• [Task to complete]
Which lines make up the answer? Those from the line with "Target: man's forehead" through the end of the data; reproduce them exactly.

• [Entries provided]
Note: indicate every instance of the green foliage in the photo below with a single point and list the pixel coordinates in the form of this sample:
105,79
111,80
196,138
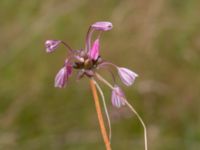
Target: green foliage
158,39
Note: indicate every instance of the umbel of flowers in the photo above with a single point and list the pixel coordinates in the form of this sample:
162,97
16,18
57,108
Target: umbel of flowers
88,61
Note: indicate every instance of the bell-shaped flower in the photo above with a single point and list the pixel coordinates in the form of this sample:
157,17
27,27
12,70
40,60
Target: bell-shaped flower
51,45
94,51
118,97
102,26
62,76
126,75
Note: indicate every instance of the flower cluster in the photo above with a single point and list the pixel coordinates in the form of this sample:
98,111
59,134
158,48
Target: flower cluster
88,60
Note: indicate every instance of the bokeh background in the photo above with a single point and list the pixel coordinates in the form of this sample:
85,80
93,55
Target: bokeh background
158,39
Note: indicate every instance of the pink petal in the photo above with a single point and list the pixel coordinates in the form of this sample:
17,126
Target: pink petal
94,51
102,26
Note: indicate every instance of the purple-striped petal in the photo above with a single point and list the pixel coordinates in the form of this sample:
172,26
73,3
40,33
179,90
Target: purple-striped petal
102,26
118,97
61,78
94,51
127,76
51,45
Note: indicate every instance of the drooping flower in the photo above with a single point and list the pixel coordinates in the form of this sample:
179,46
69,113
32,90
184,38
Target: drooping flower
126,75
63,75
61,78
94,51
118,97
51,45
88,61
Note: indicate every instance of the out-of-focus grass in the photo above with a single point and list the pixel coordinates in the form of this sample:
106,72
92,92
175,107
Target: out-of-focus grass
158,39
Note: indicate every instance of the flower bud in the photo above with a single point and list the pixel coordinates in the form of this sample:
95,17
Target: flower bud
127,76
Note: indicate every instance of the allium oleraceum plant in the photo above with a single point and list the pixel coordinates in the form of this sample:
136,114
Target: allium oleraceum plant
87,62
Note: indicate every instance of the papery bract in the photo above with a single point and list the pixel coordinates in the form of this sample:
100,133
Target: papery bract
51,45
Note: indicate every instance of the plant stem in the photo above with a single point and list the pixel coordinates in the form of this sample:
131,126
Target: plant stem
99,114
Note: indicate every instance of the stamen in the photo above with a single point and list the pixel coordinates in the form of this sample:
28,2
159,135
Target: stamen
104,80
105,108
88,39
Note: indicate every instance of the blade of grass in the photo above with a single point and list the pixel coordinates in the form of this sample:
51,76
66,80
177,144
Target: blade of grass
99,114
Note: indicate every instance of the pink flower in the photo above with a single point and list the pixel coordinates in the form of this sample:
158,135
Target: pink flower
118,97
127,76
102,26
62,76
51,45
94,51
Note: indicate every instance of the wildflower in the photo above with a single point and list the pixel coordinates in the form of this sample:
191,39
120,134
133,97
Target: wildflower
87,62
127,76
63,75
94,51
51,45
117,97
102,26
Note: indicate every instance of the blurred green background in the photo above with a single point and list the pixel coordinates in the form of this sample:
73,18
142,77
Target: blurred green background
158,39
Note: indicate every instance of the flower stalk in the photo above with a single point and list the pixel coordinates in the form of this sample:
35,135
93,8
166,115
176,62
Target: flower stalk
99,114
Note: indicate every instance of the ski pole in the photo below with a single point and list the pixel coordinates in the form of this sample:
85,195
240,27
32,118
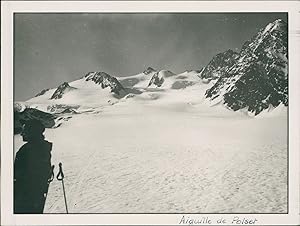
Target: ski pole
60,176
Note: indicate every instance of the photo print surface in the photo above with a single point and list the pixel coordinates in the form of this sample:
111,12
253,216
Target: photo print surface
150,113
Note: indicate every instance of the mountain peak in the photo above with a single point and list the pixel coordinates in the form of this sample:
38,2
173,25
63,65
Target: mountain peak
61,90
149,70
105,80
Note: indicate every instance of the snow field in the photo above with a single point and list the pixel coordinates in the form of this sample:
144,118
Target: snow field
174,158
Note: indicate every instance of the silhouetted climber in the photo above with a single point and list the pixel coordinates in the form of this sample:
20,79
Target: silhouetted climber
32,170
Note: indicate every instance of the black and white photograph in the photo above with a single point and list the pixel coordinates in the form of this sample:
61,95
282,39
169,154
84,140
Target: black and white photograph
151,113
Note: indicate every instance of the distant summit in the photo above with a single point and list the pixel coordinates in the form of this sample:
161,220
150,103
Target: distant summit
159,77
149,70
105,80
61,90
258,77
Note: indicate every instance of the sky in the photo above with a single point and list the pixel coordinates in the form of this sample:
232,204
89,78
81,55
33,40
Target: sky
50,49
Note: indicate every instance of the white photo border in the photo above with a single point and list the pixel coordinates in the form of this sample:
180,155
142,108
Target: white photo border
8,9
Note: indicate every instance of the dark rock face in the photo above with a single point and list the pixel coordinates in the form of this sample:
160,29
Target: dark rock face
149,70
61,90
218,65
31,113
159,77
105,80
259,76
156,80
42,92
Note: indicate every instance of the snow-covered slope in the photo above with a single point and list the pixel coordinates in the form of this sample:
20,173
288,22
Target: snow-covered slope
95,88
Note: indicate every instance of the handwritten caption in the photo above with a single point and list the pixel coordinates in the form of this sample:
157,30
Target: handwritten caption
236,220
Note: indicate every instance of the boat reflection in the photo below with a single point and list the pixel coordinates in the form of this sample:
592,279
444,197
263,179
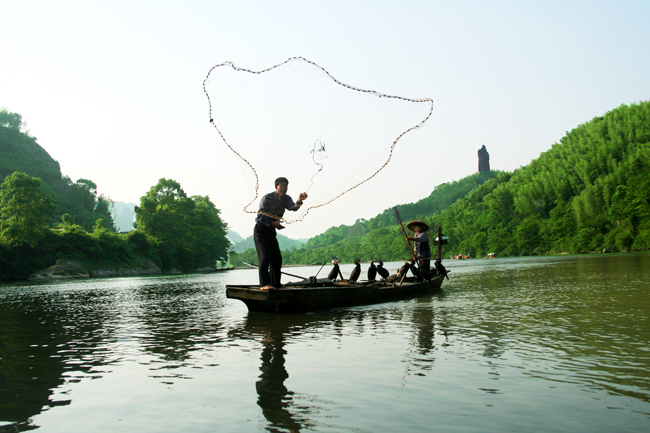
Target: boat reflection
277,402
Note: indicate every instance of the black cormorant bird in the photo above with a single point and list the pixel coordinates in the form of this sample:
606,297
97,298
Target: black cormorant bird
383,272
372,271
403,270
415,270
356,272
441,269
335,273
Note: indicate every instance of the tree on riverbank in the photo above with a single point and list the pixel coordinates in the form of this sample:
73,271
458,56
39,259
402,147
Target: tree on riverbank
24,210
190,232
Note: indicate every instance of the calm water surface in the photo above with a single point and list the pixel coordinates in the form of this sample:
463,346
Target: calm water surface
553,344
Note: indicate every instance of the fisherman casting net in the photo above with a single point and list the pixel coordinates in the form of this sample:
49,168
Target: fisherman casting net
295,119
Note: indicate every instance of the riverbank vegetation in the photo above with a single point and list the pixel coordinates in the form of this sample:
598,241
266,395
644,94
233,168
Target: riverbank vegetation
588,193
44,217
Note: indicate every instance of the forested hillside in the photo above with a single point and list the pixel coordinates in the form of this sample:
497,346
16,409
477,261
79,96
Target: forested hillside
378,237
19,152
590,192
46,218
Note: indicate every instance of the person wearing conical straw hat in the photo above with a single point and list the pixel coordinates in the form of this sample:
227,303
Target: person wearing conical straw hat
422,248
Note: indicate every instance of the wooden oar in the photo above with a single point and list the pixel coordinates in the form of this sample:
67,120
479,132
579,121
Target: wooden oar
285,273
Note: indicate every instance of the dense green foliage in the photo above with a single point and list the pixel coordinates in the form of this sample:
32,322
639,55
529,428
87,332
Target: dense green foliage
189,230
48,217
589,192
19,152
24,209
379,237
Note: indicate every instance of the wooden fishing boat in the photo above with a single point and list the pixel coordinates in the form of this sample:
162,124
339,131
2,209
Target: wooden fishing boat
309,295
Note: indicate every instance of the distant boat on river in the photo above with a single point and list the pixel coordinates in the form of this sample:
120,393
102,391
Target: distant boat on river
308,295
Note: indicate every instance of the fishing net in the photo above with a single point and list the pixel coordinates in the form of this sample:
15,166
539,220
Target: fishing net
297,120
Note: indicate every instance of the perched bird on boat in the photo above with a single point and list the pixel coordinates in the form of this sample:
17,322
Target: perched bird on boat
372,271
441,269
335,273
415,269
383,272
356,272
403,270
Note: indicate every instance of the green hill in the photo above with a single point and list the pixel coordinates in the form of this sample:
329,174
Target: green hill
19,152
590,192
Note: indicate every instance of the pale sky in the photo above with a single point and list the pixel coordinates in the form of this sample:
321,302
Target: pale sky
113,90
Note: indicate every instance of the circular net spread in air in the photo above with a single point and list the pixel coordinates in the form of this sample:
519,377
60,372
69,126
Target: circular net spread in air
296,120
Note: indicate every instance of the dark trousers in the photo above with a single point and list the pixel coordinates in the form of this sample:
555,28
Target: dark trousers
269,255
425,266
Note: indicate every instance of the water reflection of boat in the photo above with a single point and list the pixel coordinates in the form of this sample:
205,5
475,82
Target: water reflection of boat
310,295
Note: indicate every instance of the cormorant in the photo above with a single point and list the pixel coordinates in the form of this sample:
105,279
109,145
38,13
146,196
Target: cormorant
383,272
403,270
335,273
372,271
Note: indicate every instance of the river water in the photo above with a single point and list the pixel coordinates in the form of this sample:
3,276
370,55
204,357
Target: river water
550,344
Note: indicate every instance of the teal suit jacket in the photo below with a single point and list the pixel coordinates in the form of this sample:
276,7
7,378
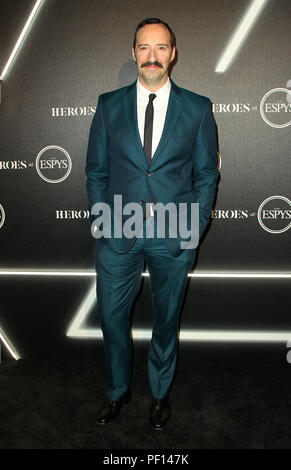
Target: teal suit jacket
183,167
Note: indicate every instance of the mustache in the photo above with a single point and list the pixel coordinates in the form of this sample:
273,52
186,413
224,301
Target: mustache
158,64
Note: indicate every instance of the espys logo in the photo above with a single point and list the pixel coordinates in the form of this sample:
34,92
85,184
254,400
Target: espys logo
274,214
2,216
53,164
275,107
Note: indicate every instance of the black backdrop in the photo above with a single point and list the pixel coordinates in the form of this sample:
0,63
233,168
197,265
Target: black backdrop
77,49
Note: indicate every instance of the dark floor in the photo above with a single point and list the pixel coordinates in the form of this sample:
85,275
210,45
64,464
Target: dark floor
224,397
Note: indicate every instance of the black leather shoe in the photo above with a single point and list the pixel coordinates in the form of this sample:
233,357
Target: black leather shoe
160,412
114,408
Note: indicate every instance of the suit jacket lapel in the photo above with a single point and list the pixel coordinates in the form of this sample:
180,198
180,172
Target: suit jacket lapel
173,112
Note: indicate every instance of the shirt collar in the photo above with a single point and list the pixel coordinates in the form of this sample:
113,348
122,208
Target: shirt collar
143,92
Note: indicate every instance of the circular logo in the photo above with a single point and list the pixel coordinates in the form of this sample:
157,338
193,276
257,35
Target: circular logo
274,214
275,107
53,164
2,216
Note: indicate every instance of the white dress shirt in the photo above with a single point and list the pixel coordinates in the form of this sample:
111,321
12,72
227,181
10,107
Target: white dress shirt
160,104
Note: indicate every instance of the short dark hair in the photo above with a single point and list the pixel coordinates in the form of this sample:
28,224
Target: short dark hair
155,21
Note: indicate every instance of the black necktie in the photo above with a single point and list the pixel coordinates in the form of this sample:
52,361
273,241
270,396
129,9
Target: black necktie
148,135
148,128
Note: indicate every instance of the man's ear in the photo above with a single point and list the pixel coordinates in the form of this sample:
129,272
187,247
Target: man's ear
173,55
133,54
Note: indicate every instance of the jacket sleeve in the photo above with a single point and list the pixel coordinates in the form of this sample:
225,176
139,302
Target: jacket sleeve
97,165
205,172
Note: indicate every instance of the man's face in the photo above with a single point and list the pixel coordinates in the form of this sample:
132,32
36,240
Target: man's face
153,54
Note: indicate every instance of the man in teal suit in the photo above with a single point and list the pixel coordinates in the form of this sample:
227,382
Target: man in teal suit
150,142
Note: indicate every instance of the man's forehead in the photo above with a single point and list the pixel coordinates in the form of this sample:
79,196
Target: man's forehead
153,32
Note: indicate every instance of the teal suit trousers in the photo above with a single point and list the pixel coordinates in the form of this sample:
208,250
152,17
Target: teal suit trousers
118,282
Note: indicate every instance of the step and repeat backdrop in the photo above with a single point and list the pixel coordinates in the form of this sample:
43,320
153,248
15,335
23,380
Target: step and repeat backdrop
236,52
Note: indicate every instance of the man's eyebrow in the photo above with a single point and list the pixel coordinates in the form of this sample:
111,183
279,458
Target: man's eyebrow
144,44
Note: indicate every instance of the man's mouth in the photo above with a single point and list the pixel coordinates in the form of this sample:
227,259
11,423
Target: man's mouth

• [Result of this exercise]
Target: man's forehead
153,32
Note: indicate every instance of the teal suit trousers in the photo above with a single point and list the pixel coordinates in the form of this sample:
208,250
152,17
Target: teal suit trousers
118,282
Note: indicate every instance of the step and repeat backdrop in the photo above with a single point and list the pixel coordinates in the form of this sample:
43,320
153,248
15,335
23,380
Target: step and repeat backdrop
236,52
Note: indicate every instance of the man's eyebrow in the photo above with a single point and list the pixel coordinates in the form of this sample:
111,183
279,458
Target: man's eyebrow
144,44
Note: indicate every instance of the man's mouth in the photo above with a single point and list the pixel coordinates in the form of this sample:
227,259
11,423
Target: man's mouth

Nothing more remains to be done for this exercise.